Return the line containing "the tree trunk" and all lines after it exactly; stop at the end of the material.

== RAW RECORDS ==

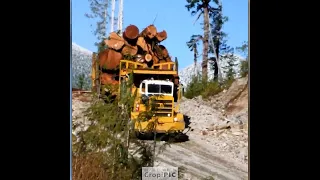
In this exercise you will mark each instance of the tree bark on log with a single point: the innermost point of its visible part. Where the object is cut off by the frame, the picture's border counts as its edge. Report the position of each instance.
(150, 32)
(115, 41)
(109, 59)
(161, 36)
(131, 32)
(108, 79)
(142, 43)
(155, 59)
(148, 57)
(129, 50)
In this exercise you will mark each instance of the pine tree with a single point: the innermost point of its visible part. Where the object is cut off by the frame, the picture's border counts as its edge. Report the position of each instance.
(193, 46)
(203, 7)
(99, 12)
(244, 66)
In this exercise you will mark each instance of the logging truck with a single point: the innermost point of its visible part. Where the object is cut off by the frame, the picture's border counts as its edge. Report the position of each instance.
(154, 77)
(156, 86)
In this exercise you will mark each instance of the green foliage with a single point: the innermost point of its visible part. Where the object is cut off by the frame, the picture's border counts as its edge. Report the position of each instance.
(81, 81)
(243, 49)
(102, 150)
(206, 89)
(177, 63)
(99, 9)
(244, 66)
(229, 69)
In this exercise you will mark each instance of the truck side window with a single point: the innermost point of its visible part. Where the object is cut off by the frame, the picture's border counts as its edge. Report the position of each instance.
(143, 88)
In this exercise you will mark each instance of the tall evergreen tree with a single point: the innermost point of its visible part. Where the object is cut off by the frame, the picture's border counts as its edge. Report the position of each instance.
(193, 46)
(99, 12)
(203, 7)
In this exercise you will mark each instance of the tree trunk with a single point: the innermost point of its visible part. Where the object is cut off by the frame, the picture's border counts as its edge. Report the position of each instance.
(131, 33)
(114, 41)
(129, 50)
(150, 32)
(161, 36)
(109, 59)
(205, 44)
(142, 44)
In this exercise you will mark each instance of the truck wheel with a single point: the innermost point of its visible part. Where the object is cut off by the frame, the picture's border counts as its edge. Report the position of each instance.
(138, 135)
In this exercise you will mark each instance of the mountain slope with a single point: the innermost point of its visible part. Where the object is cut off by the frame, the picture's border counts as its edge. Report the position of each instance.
(81, 64)
(188, 72)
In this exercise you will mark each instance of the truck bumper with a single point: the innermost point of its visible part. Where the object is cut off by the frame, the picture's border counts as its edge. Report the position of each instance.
(160, 127)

===

▶ **SOLVED PROBLEM**
In this exercise you will mark each instance of the tree trunk with a single point: the innermost point of its visible part. Where the object is cut off by the frame, the picture's border counts as its edge. Report the position of each instance.
(131, 33)
(114, 41)
(129, 50)
(150, 32)
(161, 36)
(109, 59)
(205, 44)
(142, 44)
In this exercise you will mark each instance of the truck wheel with a single point: the innermost point of its visible part. Where the object is cut off by the frame, the picture's border counts as its edge. Report the position of each instance.
(138, 135)
In this exercise you will mark each instance of the mountain slope with a single point: the innermost point of its visible part. Where the object is cut off by the frame, the picture's border counts as its edge. Report the position of each instance.
(81, 64)
(188, 72)
In this exercise you will mark each instance of the truck bumper with a single point: the innermost point of its visible part. Where the object is cut off by the frame, the picture's border counts as its edge. Report the position of each instance.
(160, 127)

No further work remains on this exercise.